* **GIVEN PROBLEM A**
In the entries, from the line with "Task: pick out every instance of the pothos" through the end of the entries, swap "woven plant pot" for "wicker plant pot" and reproduce those lines with nothing else altered.

BLTX Naga: DIYos Mabalos!

It all started when our little group, Meet-Every-Other-Weekend (MEOW) Club, decided to participate in BLTX IX in Cubao last December. There we were able to meet and chat with Adam & Chingbee (members of the Youth and Beauty Brigade and founders of the event), and get to know what a small press/DIY expo feels like.

From what I can recall Adam opened the possibility of holding the next BLTX here in Naga City (previous ones — the regional visits — were held in Davao and Baguio). Of course, there was much hesitation since 1]  we really don’t a zine scene in Bikol (though there were groups who were into self-publication & komix), and 2] organizing stuff like this one is tricky, especially when the region’s climate is set to ‘rain [a lot]’ most of the time. But Adam recommended that the initial event doesn’t have to be something big. A small number of participants will do just fine. And so a few weeks later, after some careful consideration and  discernment, we decided to take up the challenge of organizing Better Living Through Xeroxography here in the city.

Initially we were thinking of holding it in December, but some time in April (or May) the YBB asked if holding it in June or July was possible. We then had a discussion in our group. After the meeting, well, sure… let’s do this.

Little by little we started inviting people/groups and most of them were up to it too. Some of the MEOW members tried to find the best possible place (in the end it was Anthosia), while some invited more participants. In June, all interested groups met at a restaurant to finalize the venue, agree on how much to contribute for the reservation, and prep for the event. After a week, an official teaser ad was released.


30 July 2016, Saturday, BLTX Naga happened.

And it was a blast!

[Excerpts of pointing data]
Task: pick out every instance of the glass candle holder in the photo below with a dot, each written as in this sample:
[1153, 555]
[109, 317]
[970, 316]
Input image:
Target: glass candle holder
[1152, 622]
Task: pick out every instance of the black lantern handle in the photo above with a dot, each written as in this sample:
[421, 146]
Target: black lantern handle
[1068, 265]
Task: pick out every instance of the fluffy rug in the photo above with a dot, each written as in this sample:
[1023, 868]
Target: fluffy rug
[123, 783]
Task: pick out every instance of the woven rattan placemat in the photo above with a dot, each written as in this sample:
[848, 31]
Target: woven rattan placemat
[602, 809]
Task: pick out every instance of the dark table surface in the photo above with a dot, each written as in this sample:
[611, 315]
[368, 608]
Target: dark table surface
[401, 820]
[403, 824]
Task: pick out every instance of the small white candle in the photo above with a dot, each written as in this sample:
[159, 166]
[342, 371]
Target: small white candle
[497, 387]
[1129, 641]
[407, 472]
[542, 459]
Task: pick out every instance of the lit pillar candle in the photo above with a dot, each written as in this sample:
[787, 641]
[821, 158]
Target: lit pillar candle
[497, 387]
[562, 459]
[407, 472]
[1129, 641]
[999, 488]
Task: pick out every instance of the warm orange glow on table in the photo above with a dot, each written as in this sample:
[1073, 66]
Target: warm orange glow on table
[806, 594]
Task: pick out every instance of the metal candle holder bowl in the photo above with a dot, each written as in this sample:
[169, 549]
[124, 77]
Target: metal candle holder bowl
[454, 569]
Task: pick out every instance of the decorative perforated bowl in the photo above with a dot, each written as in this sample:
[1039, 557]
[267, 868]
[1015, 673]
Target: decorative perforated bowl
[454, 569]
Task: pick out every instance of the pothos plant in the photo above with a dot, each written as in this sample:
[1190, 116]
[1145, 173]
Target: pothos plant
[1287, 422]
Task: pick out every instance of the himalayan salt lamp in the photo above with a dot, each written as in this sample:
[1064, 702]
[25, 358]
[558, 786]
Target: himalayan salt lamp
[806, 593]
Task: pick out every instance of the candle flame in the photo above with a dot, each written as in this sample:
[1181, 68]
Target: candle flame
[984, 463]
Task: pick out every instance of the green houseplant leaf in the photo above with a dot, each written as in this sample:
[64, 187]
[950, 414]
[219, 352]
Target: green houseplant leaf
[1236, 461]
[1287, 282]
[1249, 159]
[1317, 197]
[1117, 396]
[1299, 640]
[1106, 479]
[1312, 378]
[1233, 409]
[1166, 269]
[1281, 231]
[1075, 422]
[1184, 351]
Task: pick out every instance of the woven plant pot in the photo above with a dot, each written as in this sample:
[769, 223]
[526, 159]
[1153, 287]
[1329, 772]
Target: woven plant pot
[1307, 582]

* **GIVEN PROBLEM B**
Render into Spanish this sentence from the account of BLTX Naga: "After a week, an official teaser ad was released."

* **EXPECTED ANSWER A**
Task: pick out every instance of the pothos plant in the photo above with a dot, each written as in this sample:
[1190, 116]
[1145, 173]
Target: pothos plant
[1287, 422]
Task: pick out every instance of the himalayan salt lamp in the photo above with a dot, each written as in this sample:
[1064, 702]
[25, 358]
[558, 786]
Target: himalayan salt lamp
[806, 593]
Task: pick out every instance of the candle flame in the photo above with a dot, each written as in this sample:
[1181, 68]
Target: candle flame
[984, 463]
Task: pick out every instance of the green houseplant leaf in the photo above with a dot, each written as in this sample:
[64, 187]
[950, 414]
[219, 352]
Target: green houseplant leaf
[1236, 461]
[1287, 282]
[1249, 159]
[1317, 197]
[1117, 396]
[1299, 640]
[1106, 479]
[1312, 378]
[1233, 409]
[1166, 269]
[1281, 231]
[1075, 422]
[1184, 351]
Task: pick out every instance of the wicker plant pot in the photo above with a dot, each written as in this sample:
[769, 223]
[526, 159]
[1153, 287]
[1329, 772]
Target: wicker plant pot
[1307, 582]

* **EXPECTED ANSWER B**
Después de una semana, se publicó un adelanto publicitario oficial.